● **Stated goal**:
Could you render the data below as a two-column CSV with the header row "instruction,response" and one row per entry? Put each entry's text under instruction and its answer under response, each in a single double-quoted field, with any line breaks replaced by spaces.

● **Available records**:
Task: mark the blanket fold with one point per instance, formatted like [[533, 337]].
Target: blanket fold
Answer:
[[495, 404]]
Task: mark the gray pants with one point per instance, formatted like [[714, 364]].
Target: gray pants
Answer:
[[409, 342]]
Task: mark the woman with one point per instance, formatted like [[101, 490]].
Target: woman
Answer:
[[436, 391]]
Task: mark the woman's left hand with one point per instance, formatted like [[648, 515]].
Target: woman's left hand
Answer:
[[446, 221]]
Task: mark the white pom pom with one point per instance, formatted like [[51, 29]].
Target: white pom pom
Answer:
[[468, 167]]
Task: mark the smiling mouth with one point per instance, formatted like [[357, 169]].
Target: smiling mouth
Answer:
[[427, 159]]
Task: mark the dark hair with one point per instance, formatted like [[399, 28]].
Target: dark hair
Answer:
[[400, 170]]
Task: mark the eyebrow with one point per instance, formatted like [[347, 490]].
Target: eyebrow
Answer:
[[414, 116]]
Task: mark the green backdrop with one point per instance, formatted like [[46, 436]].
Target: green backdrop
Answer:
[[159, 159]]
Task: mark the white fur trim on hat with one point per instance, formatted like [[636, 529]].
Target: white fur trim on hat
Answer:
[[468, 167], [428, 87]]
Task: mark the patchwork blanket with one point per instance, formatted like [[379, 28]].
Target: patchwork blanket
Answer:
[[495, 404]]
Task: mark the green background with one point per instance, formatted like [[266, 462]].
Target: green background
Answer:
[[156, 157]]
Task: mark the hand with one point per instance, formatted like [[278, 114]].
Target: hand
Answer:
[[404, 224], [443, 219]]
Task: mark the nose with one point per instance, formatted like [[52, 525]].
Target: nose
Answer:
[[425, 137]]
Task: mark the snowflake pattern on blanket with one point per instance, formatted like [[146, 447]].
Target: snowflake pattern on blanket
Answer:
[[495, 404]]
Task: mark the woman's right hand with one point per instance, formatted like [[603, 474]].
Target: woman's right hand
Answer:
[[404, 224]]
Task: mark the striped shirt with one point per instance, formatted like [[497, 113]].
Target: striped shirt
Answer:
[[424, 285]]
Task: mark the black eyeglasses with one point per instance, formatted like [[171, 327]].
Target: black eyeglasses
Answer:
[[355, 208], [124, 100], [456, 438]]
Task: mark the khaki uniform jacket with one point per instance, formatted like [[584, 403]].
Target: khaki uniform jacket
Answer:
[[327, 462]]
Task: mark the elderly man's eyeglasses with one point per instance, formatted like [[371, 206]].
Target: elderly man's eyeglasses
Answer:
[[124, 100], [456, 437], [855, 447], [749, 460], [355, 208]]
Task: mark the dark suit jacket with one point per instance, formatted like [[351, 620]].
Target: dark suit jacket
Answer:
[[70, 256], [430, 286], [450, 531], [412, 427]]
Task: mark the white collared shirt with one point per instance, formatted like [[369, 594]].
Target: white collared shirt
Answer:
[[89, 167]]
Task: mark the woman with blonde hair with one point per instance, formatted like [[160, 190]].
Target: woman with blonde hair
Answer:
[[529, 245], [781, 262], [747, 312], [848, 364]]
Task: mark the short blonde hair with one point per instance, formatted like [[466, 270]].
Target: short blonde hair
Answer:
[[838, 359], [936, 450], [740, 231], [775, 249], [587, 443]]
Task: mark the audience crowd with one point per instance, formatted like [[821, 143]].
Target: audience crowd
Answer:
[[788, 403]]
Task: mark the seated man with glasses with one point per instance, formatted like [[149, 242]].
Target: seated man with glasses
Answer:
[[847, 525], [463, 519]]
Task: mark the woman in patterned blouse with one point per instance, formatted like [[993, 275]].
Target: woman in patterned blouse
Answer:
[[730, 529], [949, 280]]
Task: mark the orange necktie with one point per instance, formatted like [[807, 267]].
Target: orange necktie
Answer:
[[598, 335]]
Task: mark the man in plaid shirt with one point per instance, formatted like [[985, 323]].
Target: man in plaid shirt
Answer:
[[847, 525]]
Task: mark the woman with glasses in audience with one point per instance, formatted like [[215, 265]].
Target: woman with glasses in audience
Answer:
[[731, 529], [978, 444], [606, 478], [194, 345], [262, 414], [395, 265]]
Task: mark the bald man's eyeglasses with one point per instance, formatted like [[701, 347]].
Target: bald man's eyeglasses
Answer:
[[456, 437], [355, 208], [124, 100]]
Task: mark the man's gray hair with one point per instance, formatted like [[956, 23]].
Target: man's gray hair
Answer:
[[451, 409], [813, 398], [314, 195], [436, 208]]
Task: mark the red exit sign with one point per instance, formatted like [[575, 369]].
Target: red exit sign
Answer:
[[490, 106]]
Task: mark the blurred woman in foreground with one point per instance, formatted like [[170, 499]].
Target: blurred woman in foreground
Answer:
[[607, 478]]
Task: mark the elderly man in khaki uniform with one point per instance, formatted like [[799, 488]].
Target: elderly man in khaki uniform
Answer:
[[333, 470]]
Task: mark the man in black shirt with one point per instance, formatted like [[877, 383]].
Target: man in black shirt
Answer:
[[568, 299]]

● **Full solution**:
instruction,response
"Task: mark the blanket fold with one point per instance, formatted like [[533, 337]]. Target: blanket fold Answer:","[[495, 404]]"
"Task: mark the gray pants with one point per instance, formatted like [[714, 364]]. Target: gray pants Answer:","[[409, 342]]"
"Task: mark the woman with one point per instance, formatted like [[101, 490]]. Target: woman Answer:","[[436, 391]]"
"Task: mark the woman's left hand with one point per instance, formatted like [[648, 515]]. Target: woman's left hand Answer:","[[446, 221]]"
"Task: mark the white pom pom with one point per instance, formatted like [[51, 29]]. Target: white pom pom Answer:","[[468, 167]]"
"Task: mark the smiling mouth with one point per instance, formatted like [[357, 169]]. Target: smiling mouth Answer:","[[427, 159]]"
"Task: mark the dark hair with one point per instance, formatted like [[399, 28]]. Target: dark hair Answer:","[[400, 170]]"
"Task: mark the eyebrow with one point per instance, formatted like [[347, 490]]. Target: eyebrow Answer:","[[414, 116]]"
"Task: mark the green backdrop with one point per instance, formatted like [[46, 436]]. Target: green backdrop Answer:","[[159, 159]]"
"Task: mark the white fur trim on hat with one point per instance, formatted like [[636, 529]]. Target: white fur trim on hat Answer:","[[468, 167], [428, 87]]"
"Task: mark the patchwork blanket with one point per instance, formatted like [[379, 28]]. Target: patchwork blanket Answer:","[[495, 404]]"
"Task: mark the green background with one point per instance, formatted like [[266, 462]]. Target: green background Answer:","[[156, 157]]"
"Task: mark the hand with one point per instance, formatted like [[278, 114]]. Target: hand Answer:","[[404, 224], [443, 219]]"
"Task: mark the nose with one point per instance, formatted like [[52, 525]]. Target: nose Answer:","[[425, 137]]"
"Task: mark the snowflake pattern on blanket with one point per instance, formatted like [[146, 447]]. Target: snowflake pattern on blanket Answer:","[[495, 404]]"
"Task: mark the woman's right hand with one point per instance, formatted like [[603, 474]]. Target: woman's right hand Answer:","[[404, 224]]"
"Task: mark the striped shirt with one point per instance, formatted like [[497, 113]]. Target: striped shirt Answer:","[[424, 285]]"
"Task: mark the black eyeglasses with one point per instance, formatted like [[171, 327]]. Target: black eyeglasses Answer:","[[355, 208], [124, 100], [456, 438]]"
"Task: mark the khaki uniform jacket with one point per instance, formatted like [[584, 403]]. Target: khaki uniform jacket Answer:","[[327, 462]]"
"Task: mark the elderly man's eyeglasses with one point per instance, formatted like [[371, 206]]. Target: elderly man's eyeglasses Answer:","[[124, 100], [456, 437], [855, 447], [749, 460], [355, 208]]"
"Task: mark the dark suit jacket with one point per instance, formatted like [[351, 620]]. Target: dark suit jacket Answer:","[[70, 256], [430, 286], [450, 531], [412, 427]]"
"Task: mark the white collared shirt with one point per instance, formatted like [[369, 594]]. Target: white collared shirt Answer:","[[89, 167]]"
"Task: mark the woman with blonde hair with one point per instance, formatted like [[160, 190]]. Target: woman with blonde hair Answer:","[[529, 245], [781, 262], [747, 312], [848, 364]]"
"Task: mark the short blonde hair with one point per instance, formatted like [[466, 270]]. Target: short blonde hair Answer:","[[838, 359], [936, 450], [740, 231], [775, 249], [587, 443]]"
"Task: mark the audience crowd with one point per instance, formatted like [[821, 143]]. Target: audience crowd Answer:","[[788, 403]]"
"Task: mark the seated man with glasses with one point per instance, formatted like [[149, 242]]. Target: seated man with glasses Answer:","[[847, 525], [463, 519]]"
"Task: mark the woman in patterned blouse with one point per instance, formatted like [[993, 275]]. Target: woman in patterned blouse Answer:","[[730, 529], [949, 280]]"
"Task: mark the orange necktie with one point per instance, formatted like [[807, 267]]. Target: orange necktie Answer:","[[598, 335]]"
"Task: mark the man in plaid shirt with one point per instance, formatted like [[985, 323]]. Target: man in plaid shirt Answer:","[[847, 525]]"
"Task: mark the woman with glasses in audience with one point per instance, formatted like [[215, 265]]. Target: woman with glasses in audience Answer:","[[731, 529], [978, 444], [606, 478], [194, 345], [262, 414], [395, 265]]"
"Task: mark the bald man's eyeglasses with one point per instance, formatted like [[701, 347]]. Target: bald man's eyeglasses Answer:","[[456, 437], [355, 208], [124, 100]]"
"Task: mark the man's gray hair with one point per instance, formatted like [[956, 23]]. Target: man's gray hair Answer:","[[451, 409], [813, 398], [314, 195], [436, 208]]"
"Task: mark the red exit sign with one point per instance, formatted like [[575, 369]]. Target: red exit sign Answer:","[[490, 106]]"
"Task: mark the blurred woman in foreground with one point per instance, formatted like [[170, 499]]. Target: blurred woman in foreground Answer:","[[607, 478]]"
"Task: mark the elderly man in khaki uniform with one point per instance, formatted like [[799, 488]]. Target: elderly man in khaki uniform Answer:","[[333, 470]]"
"Task: mark the man in black shirt with one point per instance, formatted like [[877, 383]]. Target: man in black shirt Answer:","[[568, 299]]"